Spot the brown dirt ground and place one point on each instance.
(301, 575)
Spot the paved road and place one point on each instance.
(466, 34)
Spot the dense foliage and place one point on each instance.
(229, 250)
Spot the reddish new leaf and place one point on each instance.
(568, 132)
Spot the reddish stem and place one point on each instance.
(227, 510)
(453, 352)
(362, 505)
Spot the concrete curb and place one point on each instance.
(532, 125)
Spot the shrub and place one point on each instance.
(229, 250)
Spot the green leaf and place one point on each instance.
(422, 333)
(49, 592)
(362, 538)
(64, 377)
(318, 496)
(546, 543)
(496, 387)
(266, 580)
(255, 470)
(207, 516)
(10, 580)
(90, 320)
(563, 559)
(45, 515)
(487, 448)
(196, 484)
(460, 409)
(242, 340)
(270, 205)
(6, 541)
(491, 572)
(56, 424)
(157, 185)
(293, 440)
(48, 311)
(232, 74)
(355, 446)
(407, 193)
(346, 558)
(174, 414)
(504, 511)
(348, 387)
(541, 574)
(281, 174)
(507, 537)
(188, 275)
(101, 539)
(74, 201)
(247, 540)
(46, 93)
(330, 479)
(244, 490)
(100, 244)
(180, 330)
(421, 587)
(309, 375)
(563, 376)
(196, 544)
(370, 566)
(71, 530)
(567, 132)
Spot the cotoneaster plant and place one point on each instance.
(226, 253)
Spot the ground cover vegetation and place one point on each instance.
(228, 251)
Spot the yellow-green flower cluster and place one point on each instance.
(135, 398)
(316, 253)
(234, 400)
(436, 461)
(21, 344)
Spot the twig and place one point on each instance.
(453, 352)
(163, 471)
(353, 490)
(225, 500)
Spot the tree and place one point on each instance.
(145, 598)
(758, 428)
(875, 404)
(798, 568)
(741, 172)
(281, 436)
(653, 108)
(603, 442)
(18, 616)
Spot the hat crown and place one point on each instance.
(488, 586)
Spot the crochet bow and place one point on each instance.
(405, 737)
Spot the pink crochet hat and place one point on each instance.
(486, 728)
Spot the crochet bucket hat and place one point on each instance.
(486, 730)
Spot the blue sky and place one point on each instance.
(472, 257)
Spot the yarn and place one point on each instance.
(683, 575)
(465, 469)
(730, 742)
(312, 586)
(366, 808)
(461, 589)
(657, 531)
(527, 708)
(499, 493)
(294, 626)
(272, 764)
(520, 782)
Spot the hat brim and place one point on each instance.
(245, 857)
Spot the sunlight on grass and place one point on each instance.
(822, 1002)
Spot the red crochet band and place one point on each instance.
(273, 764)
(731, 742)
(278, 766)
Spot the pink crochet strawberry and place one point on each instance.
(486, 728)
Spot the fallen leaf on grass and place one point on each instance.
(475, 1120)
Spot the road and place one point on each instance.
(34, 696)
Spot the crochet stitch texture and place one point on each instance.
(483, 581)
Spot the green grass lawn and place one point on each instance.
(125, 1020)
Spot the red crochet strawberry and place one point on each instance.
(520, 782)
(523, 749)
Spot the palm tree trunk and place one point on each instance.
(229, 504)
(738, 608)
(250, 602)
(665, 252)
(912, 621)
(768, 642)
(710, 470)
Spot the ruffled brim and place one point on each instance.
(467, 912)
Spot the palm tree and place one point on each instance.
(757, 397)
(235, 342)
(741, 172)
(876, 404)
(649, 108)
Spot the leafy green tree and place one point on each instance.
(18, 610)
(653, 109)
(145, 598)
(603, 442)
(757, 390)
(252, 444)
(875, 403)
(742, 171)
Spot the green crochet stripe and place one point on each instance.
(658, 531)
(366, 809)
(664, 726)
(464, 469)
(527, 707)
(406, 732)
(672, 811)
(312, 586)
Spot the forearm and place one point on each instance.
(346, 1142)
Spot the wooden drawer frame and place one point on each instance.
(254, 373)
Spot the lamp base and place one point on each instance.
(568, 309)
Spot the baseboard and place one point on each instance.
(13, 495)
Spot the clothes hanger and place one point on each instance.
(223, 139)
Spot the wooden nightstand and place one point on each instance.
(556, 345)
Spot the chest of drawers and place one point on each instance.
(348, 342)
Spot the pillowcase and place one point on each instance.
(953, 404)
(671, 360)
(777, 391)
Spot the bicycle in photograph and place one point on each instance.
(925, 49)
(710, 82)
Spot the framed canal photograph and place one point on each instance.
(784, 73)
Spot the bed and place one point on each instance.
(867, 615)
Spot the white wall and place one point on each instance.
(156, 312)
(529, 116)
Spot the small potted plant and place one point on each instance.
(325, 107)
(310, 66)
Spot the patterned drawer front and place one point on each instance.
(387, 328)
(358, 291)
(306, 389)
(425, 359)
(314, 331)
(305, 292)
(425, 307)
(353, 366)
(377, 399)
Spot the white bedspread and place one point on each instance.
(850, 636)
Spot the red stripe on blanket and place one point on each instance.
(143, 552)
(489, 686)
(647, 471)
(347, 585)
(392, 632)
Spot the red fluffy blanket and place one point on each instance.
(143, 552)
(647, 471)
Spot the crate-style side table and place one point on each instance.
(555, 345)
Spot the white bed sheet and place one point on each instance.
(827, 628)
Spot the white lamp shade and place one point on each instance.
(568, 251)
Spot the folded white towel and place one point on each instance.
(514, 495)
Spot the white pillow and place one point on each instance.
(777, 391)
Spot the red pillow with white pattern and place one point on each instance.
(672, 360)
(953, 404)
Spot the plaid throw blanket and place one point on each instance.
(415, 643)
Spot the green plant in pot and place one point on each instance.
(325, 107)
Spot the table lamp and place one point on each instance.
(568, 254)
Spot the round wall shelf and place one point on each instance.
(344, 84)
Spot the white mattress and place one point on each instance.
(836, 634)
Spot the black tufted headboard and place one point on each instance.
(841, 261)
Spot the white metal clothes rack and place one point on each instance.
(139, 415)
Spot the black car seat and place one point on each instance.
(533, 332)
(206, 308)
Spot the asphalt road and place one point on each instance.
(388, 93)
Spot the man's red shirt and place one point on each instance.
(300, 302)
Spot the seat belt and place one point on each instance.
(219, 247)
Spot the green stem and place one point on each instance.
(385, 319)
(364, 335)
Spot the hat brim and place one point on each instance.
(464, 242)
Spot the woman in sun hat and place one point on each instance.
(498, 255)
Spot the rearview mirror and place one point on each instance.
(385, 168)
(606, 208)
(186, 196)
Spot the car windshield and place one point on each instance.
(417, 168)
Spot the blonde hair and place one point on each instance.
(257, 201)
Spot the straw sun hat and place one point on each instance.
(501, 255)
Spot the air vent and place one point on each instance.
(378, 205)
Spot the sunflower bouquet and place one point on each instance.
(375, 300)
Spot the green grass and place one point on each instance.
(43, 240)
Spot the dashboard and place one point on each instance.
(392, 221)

=== Task goal ===
Restate the full listing word for word, leaving out nothing.

=== Task response ===
Spot the brown dirt ground and place one point on each instance.
(301, 575)
Spot the paved road and place one point on each instance.
(466, 34)
Spot the dense foliage and place one point on each instance.
(229, 250)
Spot the reddish new leaf and place one point on each instance.
(568, 132)
Spot the reddish stem and place one point on each instance.
(227, 510)
(453, 352)
(362, 505)
Spot the concrete curb and place one point on each instance.
(532, 125)
Spot the shrub and place one point on each instance.
(229, 250)
Spot the green leaf and place one point on each instance.
(422, 333)
(49, 592)
(362, 538)
(64, 377)
(318, 496)
(546, 543)
(496, 387)
(266, 580)
(255, 470)
(207, 516)
(10, 580)
(90, 320)
(563, 559)
(45, 515)
(487, 448)
(196, 484)
(460, 409)
(242, 340)
(270, 205)
(6, 541)
(491, 572)
(56, 424)
(157, 185)
(293, 440)
(48, 311)
(232, 74)
(355, 446)
(407, 193)
(346, 558)
(174, 414)
(504, 511)
(348, 387)
(541, 574)
(281, 174)
(507, 537)
(188, 275)
(101, 539)
(74, 201)
(247, 540)
(46, 93)
(330, 479)
(244, 490)
(100, 244)
(180, 330)
(421, 587)
(309, 375)
(563, 376)
(196, 544)
(370, 566)
(71, 530)
(567, 132)
Spot the cotoneaster plant and place one point on each instance.
(226, 253)
Spot the ground cover vegetation and place one point on each instance.
(228, 251)
Spot the yellow-green flower cluster and place one point on each instance.
(135, 398)
(316, 253)
(234, 400)
(436, 461)
(21, 344)
Spot the twig and place one point on each instance.
(453, 352)
(163, 471)
(353, 490)
(225, 500)
Spot the tree and place one point on each instance.
(145, 598)
(758, 428)
(875, 404)
(798, 568)
(741, 172)
(281, 436)
(653, 108)
(603, 442)
(18, 616)
Spot the hat crown and place one point on each instance.
(488, 586)
Spot the crochet bow and place one point on each instance.
(405, 737)
Spot the pink crochet hat and place one point on each instance.
(486, 728)
Spot the crochet bucket hat and place one point on each instance.
(486, 730)
Spot the blue sky and place one point on each instance.
(472, 257)
Spot the yarn and place one point on each instance.
(683, 575)
(465, 469)
(730, 742)
(312, 586)
(366, 808)
(461, 589)
(657, 531)
(527, 708)
(499, 493)
(294, 626)
(272, 764)
(520, 782)
Spot the hat brim and place one point on each instance.
(245, 857)
Spot the sunlight on grass and place one point on each instance.
(822, 1002)
Spot the red crochet band and place one point on each instance.
(273, 764)
(731, 742)
(278, 766)
Spot the pink crochet strawberry and place one point on each instance.
(486, 728)
Spot the fallen leaf on grass and place one point on each instance.
(475, 1120)
Spot the road and place one point on each instance.
(34, 696)
Spot the crochet stitch texture and place one point on each instance.
(483, 581)
Spot the green grass lawn and place one point on each instance.
(125, 1020)
Spot the red crochet strawberry and place one point on each instance.
(520, 782)
(523, 749)
Spot the palm tree trunk and place one point on each instance.
(229, 504)
(738, 608)
(250, 602)
(665, 252)
(912, 621)
(768, 642)
(710, 470)
Spot the ruffled brim and place one point on each instance.
(467, 912)
Spot the palm tree and place one point on each instance.
(757, 397)
(235, 342)
(741, 172)
(876, 404)
(649, 108)
Spot the leafy green tree and place one point on each instance.
(18, 610)
(653, 109)
(145, 598)
(603, 442)
(757, 390)
(252, 444)
(875, 403)
(742, 171)
Spot the green crochet stripe and place one point on each instance.
(658, 531)
(366, 809)
(664, 726)
(464, 469)
(527, 707)
(406, 732)
(672, 811)
(312, 586)
Spot the forearm and place one point on each instance.
(346, 1142)
Spot the wooden drawer frame and place one point on each instance.
(254, 373)
Spot the lamp base and place one point on each instance.
(568, 309)
Spot the baseboard and place one point on each instance.
(13, 495)
Spot the clothes hanger and place one point on each instance.
(223, 139)
Spot the wooden nightstand and place one point on each instance.
(556, 345)
Spot the chest of drawers and place one point on each instance.
(348, 342)
Spot the pillowcase and place one point on each instance.
(953, 404)
(671, 360)
(777, 391)
Spot the bicycle in photograph and place one point on each instance.
(925, 49)
(710, 82)
Spot the framed canal photograph and place one point on each instance.
(784, 73)
Spot the bed and place one point on each instance.
(867, 615)
Spot the white wall and place one point on each instance.
(156, 312)
(529, 116)
Spot the small potted plant and place one point on each instance.
(325, 107)
(310, 66)
Spot the patterned drawer front and place one point on each instance.
(387, 328)
(358, 291)
(306, 389)
(425, 359)
(314, 331)
(305, 292)
(425, 307)
(353, 366)
(377, 399)
Spot the white bedspread and place one point on each instance.
(850, 636)
Spot the red stripe on blanket and place one point on each instance.
(143, 552)
(489, 686)
(647, 471)
(347, 585)
(392, 632)
Spot the red fluffy blanket and place one point on each instance.
(143, 552)
(647, 471)
Spot the crate-style side table and place one point on each instance.
(555, 345)
Spot the white bed sheet and place one point on each instance.
(827, 628)
Spot the white lamp shade and place one point on each instance.
(568, 251)
Spot the folded white towel and place one point on each instance.
(514, 495)
Spot the white pillow and place one point on each instance.
(777, 391)
Spot the red pillow with white pattern and place one point on each instance.
(672, 360)
(953, 404)
Spot the plaid throw blanket and place one point on each instance.
(415, 643)
Spot the green plant in pot and place one point on each instance.
(325, 107)
Spot the table lamp and place one point on each instance.
(568, 254)
Spot the round wall shelf and place one point on each instance.
(344, 84)
Spot the white mattress and place one point on each instance.
(836, 634)
Spot the black tufted headboard and place one point on each instance.
(841, 261)
Spot the white metal clothes rack and place one point on each instance.
(139, 415)
Spot the black car seat and place one point on each instance.
(533, 332)
(206, 308)
Spot the asphalt road and place one point on each instance.
(388, 93)
Spot the man's red shirt and place one point on each instance.
(300, 302)
Spot the seat belt and place one point on each instance.
(219, 247)
Spot the green stem and place one point on each instance.
(385, 319)
(364, 335)
Spot the hat brim and place one point on each instance.
(464, 242)
Spot the woman in sun hat and place one point on each instance.
(498, 255)
Spot the rearview mirror and place one point on each instance.
(385, 168)
(606, 208)
(186, 196)
Spot the car windshield and place one point on each instance.
(417, 168)
Spot the blonde hair and place one point on each instance.
(257, 201)
Spot the straw sun hat and place one point on each instance.
(501, 255)
Spot the air vent and place one point on each instance.
(378, 205)
Spot the sunflower bouquet and place one point on each instance.
(375, 300)
Spot the green grass and place one point on each instance.
(43, 240)
Spot the dashboard and place one point on each instance.
(392, 221)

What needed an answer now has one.